(EXERCISE INPUT begins)

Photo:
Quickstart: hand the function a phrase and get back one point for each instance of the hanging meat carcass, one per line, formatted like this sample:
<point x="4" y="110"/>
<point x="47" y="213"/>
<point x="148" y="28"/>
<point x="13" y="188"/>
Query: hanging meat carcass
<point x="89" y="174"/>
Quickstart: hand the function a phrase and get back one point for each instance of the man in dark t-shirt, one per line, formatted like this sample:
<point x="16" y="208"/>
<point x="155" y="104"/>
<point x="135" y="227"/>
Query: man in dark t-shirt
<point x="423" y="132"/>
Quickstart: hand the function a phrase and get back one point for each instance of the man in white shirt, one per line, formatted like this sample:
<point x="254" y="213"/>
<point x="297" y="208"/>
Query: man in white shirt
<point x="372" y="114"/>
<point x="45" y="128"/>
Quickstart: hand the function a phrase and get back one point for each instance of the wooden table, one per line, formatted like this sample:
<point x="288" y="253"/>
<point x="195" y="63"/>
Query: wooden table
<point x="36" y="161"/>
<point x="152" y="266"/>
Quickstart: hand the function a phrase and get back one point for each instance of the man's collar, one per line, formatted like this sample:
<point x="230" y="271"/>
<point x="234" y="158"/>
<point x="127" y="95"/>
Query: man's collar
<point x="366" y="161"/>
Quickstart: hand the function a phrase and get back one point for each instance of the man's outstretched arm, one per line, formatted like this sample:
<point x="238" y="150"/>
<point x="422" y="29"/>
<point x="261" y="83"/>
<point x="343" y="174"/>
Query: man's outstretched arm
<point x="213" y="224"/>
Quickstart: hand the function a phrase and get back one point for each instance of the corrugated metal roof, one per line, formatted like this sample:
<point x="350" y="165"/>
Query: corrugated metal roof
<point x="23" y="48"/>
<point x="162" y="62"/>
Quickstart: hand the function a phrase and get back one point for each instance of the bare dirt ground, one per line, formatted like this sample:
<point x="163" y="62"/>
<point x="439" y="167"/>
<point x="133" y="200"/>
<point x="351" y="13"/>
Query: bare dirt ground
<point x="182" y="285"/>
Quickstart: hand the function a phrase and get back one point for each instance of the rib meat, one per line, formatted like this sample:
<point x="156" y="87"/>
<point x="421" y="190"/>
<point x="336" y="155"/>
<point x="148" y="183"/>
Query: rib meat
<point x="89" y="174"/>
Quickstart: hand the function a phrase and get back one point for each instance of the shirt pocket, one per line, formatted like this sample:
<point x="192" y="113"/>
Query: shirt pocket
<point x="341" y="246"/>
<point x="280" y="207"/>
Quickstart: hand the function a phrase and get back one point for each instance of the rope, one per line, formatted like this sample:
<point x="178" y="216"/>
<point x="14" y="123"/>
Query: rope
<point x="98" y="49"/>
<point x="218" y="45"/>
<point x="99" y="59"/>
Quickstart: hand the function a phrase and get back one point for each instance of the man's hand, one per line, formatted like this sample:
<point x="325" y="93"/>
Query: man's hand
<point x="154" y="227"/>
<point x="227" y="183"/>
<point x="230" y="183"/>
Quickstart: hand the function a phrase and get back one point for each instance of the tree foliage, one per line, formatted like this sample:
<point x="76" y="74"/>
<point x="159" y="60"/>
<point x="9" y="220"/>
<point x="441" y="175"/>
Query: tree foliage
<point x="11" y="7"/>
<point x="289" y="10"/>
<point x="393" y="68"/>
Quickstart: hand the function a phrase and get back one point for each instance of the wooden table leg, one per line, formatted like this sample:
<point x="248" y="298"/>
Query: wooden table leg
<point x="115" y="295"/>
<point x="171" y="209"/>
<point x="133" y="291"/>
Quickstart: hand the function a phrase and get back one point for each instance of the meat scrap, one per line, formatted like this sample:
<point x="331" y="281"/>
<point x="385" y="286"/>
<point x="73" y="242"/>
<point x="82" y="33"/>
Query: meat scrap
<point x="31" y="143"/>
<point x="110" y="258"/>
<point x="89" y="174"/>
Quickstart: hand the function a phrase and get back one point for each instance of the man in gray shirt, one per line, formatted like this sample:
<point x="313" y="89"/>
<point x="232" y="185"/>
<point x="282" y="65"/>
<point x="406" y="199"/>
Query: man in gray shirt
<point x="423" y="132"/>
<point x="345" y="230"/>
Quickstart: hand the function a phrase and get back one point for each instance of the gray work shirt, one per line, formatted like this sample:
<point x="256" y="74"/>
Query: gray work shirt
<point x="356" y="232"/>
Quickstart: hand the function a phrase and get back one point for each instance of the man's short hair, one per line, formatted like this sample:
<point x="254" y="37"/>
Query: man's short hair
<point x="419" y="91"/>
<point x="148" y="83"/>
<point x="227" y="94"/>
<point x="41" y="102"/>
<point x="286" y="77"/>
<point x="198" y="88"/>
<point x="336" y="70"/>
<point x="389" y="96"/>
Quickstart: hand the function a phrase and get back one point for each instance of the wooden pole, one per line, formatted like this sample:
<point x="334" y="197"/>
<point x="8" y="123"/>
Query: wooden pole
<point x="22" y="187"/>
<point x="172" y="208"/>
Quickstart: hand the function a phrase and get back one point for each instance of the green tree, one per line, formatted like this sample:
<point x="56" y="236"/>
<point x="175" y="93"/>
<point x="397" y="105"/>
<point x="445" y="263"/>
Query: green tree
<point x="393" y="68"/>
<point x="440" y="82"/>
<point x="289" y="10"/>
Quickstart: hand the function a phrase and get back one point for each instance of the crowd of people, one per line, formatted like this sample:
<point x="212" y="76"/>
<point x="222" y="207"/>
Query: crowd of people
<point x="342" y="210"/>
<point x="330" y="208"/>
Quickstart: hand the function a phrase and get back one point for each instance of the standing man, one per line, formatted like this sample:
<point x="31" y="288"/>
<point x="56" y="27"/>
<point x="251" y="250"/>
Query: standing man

(EXERCISE INPUT ends)

State how many lines in the preceding material contain the word "standing", and give nothing else.

**RESPONSE TO THE EXERCISE**
2